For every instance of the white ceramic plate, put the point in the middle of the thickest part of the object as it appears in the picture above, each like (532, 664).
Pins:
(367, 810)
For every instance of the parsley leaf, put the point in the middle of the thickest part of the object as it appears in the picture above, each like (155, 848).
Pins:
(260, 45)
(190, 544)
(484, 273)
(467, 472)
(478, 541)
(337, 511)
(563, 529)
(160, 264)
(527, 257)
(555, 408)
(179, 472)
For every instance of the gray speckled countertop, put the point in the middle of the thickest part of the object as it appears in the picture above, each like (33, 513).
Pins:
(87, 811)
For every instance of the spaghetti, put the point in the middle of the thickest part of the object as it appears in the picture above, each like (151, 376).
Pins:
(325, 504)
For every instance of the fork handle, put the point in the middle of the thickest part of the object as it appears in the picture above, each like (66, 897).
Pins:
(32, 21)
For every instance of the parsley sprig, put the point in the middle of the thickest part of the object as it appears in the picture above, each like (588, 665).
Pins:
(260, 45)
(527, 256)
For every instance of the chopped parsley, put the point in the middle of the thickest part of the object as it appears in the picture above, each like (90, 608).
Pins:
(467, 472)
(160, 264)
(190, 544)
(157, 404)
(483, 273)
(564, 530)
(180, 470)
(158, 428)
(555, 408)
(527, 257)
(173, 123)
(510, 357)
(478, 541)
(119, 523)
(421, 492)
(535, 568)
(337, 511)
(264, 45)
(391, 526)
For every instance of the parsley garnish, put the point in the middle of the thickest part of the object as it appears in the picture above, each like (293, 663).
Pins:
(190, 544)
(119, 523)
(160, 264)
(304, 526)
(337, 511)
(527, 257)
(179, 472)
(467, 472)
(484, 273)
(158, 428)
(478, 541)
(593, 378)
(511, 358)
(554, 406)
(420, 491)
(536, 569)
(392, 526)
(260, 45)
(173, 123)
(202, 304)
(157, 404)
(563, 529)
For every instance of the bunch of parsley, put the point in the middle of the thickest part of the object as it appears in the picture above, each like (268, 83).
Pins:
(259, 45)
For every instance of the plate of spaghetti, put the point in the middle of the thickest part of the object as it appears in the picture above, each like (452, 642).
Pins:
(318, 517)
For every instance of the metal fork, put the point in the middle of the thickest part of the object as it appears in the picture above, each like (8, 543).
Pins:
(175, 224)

▬▬▬▬▬▬▬▬▬▬

Required task:
Lay out every entry above as a two-column CSV with the header "prompt" and "points", one row per entry. Put the entry's text in one quoted field and its answer in the other, replacing any line breaks with spaces.

Correct response:
prompt,points
"For every instance of the white ceramic plate, put the point in the middle of the thickest part of the object as it appears in the picture above, each like (532, 664). Pins:","(367, 810)"
"For every instance of the parsley leaf, put the point in the middle of the thickest part of the object as it appears in the picture above, each like (155, 848). Pins:","(260, 45) (190, 544) (484, 273) (467, 472) (478, 541) (337, 511) (563, 529) (160, 264) (527, 257) (555, 408) (179, 472)"
"For every instance of the gray speckled countertop, put the point in the middle of the thickest part of the object as it appears in the picture above, each like (33, 513). Pins:","(87, 811)"
"For every instance of the spaghetti, put the point in the middle of the thickest part of the object as it appears in the picture above, each like (151, 376). Pins:","(325, 504)"
"For every instance of the fork handle, put the point in the middle of the thickest part of the object as it appears in the picture above, each like (66, 897). Pins:","(32, 21)"
"For every instance of the parsley sprig, put the point in the middle of the thickest part of the object as it appears in the picture above, each like (588, 665). Pins:","(260, 45) (527, 256)"
"For every instance of the chopped parsley, put the point in the middle of the thickest part of the object as it appears in the picture above, each like (90, 608). Pins:","(467, 472) (160, 264) (190, 544) (157, 404) (483, 273) (564, 530) (180, 470) (158, 428) (555, 408) (527, 257) (173, 123) (510, 357) (478, 541) (119, 523) (421, 492) (535, 568) (337, 511) (264, 45) (391, 526)"
"For every instance of the parsley garnish, put the point in the middle of the thickest part of the object as it appears in the picture above, each like (293, 663). Pins:","(190, 544) (119, 523) (160, 264) (304, 526) (337, 511) (527, 257) (179, 472) (467, 472) (484, 273) (158, 428) (478, 541) (593, 378) (511, 358) (554, 406) (420, 491) (536, 569) (392, 526) (260, 45) (173, 123) (202, 304) (157, 404) (563, 529)"
"For every instance of the bunch of parsley, put the point in the middle of the thickest part of the object as it appears in the picture above, each like (268, 83). Pins:","(259, 45)"
"For every instance of the plate of spaghetti, put the point in the middle of the thickest part of the object as it appears in the picture above, each like (452, 642). Pins:","(318, 517)"
"For every instance of the metal fork, put the point in the middle of the thickest part of the object as it appears in the picture above, each like (8, 543). Pins:","(175, 224)"